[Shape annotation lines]
___
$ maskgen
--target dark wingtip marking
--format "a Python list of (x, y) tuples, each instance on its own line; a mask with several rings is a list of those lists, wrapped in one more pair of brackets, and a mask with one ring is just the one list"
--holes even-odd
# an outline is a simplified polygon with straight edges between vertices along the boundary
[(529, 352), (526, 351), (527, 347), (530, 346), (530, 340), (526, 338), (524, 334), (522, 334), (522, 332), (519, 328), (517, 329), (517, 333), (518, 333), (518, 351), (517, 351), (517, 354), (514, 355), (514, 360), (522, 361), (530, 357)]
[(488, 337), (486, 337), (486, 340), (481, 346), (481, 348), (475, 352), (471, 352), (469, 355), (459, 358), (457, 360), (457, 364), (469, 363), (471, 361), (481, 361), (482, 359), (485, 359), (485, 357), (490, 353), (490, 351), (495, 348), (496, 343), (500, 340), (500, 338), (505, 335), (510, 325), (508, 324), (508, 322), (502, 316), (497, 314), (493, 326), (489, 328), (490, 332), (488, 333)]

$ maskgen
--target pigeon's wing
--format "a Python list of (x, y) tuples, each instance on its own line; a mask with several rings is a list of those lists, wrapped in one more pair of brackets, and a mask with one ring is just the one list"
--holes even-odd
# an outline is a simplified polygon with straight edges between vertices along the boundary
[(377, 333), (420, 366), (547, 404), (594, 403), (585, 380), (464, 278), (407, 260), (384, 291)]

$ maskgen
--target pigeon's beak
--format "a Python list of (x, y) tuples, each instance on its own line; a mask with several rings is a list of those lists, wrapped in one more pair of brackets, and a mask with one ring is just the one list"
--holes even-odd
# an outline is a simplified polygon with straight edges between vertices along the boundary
___
[Stated task]
Switch "simplified" to "smoothed" in the lines running from the start of these lines through the line holding "361), (530, 357)]", inclusive, and reproduce only those lines with everything else unchanged.

[Complete output]
$ maskgen
--target dark wingtip marking
--format "a Python list of (x, y) tuples, each instance on its own line; a mask with several rings is a list of those lists, wrapped in one more pair of brackets, and a mask with one ring is just the one list"
--holes even-odd
# an outline is a smoothed polygon with straight edges between vertices along the boundary
[(529, 352), (526, 351), (527, 347), (530, 346), (530, 340), (526, 338), (524, 334), (522, 334), (522, 332), (519, 328), (517, 329), (517, 333), (518, 333), (518, 351), (517, 351), (517, 354), (514, 355), (514, 360), (522, 361), (530, 357)]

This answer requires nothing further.